══ Extracted information
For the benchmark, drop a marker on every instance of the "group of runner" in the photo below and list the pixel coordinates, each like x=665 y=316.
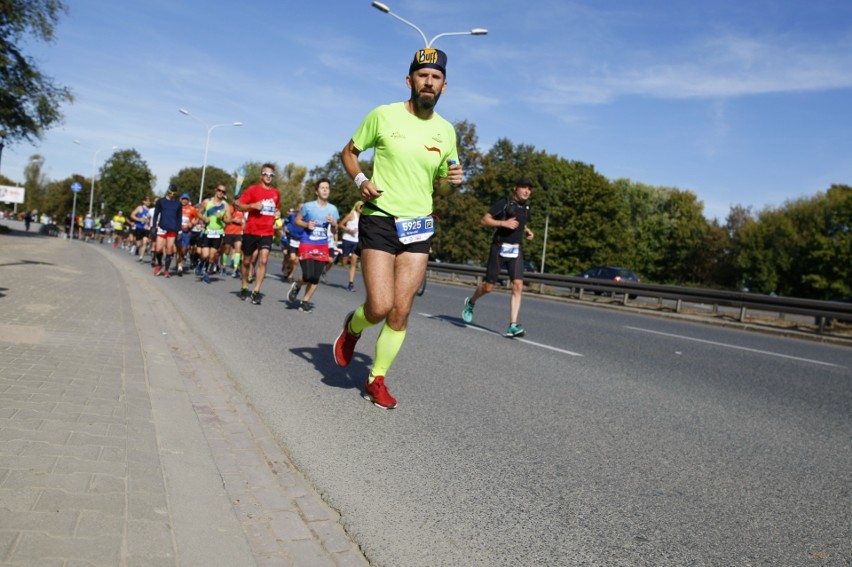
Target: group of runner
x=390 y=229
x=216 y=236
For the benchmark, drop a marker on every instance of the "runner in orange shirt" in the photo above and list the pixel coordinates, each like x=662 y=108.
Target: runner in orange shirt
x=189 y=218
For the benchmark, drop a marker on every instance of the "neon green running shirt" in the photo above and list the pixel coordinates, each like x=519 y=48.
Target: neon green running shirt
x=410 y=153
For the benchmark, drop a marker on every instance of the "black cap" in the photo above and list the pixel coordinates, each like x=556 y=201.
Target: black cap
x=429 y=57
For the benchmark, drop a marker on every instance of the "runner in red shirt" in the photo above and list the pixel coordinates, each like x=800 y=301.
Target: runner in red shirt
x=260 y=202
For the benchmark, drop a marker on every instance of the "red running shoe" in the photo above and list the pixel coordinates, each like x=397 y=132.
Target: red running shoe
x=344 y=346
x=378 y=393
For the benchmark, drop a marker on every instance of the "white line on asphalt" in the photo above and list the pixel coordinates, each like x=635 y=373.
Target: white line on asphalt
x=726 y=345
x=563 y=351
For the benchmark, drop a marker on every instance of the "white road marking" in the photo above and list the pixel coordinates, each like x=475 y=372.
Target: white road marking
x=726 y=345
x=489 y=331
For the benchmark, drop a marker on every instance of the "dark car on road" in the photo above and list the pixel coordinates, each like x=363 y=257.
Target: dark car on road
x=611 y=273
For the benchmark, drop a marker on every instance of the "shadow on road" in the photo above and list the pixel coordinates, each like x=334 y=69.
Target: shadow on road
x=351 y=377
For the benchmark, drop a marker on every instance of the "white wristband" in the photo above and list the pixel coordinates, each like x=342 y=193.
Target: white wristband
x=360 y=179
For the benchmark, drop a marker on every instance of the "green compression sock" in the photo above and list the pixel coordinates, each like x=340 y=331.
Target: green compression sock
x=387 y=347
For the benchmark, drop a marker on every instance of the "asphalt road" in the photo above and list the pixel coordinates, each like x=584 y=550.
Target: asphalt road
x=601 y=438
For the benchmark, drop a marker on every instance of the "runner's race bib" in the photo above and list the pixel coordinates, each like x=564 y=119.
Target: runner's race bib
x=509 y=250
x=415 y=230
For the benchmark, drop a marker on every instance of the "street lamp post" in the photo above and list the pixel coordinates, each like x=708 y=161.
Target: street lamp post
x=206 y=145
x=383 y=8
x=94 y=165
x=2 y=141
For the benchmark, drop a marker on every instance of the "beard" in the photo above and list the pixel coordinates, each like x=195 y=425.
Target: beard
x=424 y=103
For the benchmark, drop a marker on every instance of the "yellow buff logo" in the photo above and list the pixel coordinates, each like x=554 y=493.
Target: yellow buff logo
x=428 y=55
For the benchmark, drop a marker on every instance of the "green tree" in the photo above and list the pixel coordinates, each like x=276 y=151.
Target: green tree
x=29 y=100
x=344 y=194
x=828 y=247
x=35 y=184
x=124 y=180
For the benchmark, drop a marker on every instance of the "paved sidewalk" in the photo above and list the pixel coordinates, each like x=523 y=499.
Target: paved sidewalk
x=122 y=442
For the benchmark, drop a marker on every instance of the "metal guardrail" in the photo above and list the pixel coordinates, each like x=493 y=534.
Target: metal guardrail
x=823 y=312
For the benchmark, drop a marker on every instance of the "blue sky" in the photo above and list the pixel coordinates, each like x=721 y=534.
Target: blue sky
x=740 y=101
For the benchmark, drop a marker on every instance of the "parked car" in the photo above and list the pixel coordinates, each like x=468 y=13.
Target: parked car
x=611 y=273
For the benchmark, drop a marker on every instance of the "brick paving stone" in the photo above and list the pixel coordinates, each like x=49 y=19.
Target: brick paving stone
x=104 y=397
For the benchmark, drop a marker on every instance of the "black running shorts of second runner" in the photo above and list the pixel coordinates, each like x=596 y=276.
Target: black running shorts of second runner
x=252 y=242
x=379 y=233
════
| Your objective |
Repeat all of the material above word for word, leaving out the pictures.

| Reply to the task |
For the benchmark, drop a marker on every instance of the "group of runner" in the photo below and list the pixel coordinates, each like x=665 y=316.
Target: group of runner
x=390 y=229
x=216 y=236
For the benchmark, drop a marker on every instance of the "runner in orange shirt" in the photo above and list the pixel coordinates, each like x=662 y=108.
Target: runner in orange shirt
x=189 y=218
For the benchmark, drop a marker on every instance of the "neon green running shirt" in the photo above and list the pixel coordinates, each like x=519 y=48.
Target: neon green running shirt
x=410 y=153
For the benchmark, drop a marker on every instance of the "black cap" in the photo above and list the pixel coordinates, each like x=556 y=201.
Target: black cap
x=429 y=57
For the benchmark, drop a marker on every instance of the "runner in red shirt" in the photo above and list the pixel coordinates, each like x=800 y=301.
Target: runner in red shirt
x=260 y=202
For the benchmark, drop a marker on every instance of the "red running shoe" in the photo above and list the pixel coordinates, each like x=397 y=132.
Target: red running shoe
x=344 y=346
x=378 y=393
For the benchmark, drop a marker on every instance of the "white line on asphalt" in the photo above and list the pixel coordinates, each like x=635 y=373.
Target: white line on asphalt
x=726 y=345
x=563 y=351
For the benchmark, drop a marker on every instance of the "white road marking" in the photo above and list the pixel coordinates, each like x=475 y=372.
Target: white road marking
x=726 y=345
x=489 y=331
For the benchmark, drop a marker on every instance of the "dark car on road" in the photo above and list the pixel coordinates, each like x=363 y=257.
Target: dark car on road
x=611 y=273
For the benchmark, drop a marker on every instance of the "shadow on road" in the photo above and list the pixel coordinates, each like x=334 y=69.
Target: shadow on road
x=351 y=377
For the benchmark, drop a marker on every instance of the "white wristband" in the photo above and list the pixel coordinates, each like x=342 y=193.
Target: white wristband
x=360 y=179
For the benchmark, drop a marker on every instance of the "green compression sock" in the photo above and list the pixel coordinates, each like x=340 y=331.
Target: green compression sock
x=387 y=347
For the benchmark, drop a marker on every instance of the "asphalt road" in the photo above and list the pixel coordinates, each like x=584 y=550.
Target: asphalt road
x=601 y=438
For the benchmark, drop a marker on every instance of the "runner's race bib" in the photo above and list the pixel coordinates, each like x=564 y=119.
Target: runner's race bib
x=509 y=250
x=415 y=230
For the benchmark, drop a marker on every instance of the "street lamp post" in the photo above and list the pixel coordinates, each like x=708 y=161.
Target: street lamp post
x=206 y=145
x=383 y=8
x=94 y=165
x=2 y=141
For the benchmark, drop a marker on every instance of the "beard" in the photo above and list the pixel coordinates, each like x=195 y=425.
Target: beard
x=424 y=103
For the benchmark, drop a marker on every instance of the "yellow buff logo" in the photo above and list the pixel coordinates, each like x=554 y=493.
Target: yellow buff logo
x=428 y=55
For the benchmark, drop a marker on every instance of the "green tree" in the photo above and list the pixel coordinates, each like x=276 y=151.
Target: green tree
x=29 y=100
x=344 y=194
x=828 y=247
x=35 y=184
x=124 y=180
For the benchmark, drop a marker on every instance of the "paved sidewalk" in the photo above and list the pixel coordinates, each like x=523 y=499.
Target: paved sidewalk
x=122 y=442
For the benchmark, drop a marker on every instance of the "metal guardrail" in the photo above and list the pixel coordinates, each like x=493 y=534.
Target: metal guardrail
x=823 y=312
For the benchmark, drop a marker on every instance of the "blue sky" in the photo above and list the pixel coordinates, each like x=721 y=534.
Target: blue sky
x=740 y=101
For the benchmark, drop a marker on every instance of the "parked car" in the photo above and list the pixel coordinates, each like x=468 y=13.
Target: parked car
x=611 y=273
For the benchmark, drop a marker on every instance of the "brick paving stone" in the photo above and list the pixel coordinates, each like x=49 y=19.
Target: brick paving stone
x=104 y=397
For the benchmark, drop a marker on every instance of the "black running shorts of second runner" in the photo above and list the pixel coordinates, each like x=596 y=276.
Target: black running shorts of second runner
x=252 y=242
x=379 y=233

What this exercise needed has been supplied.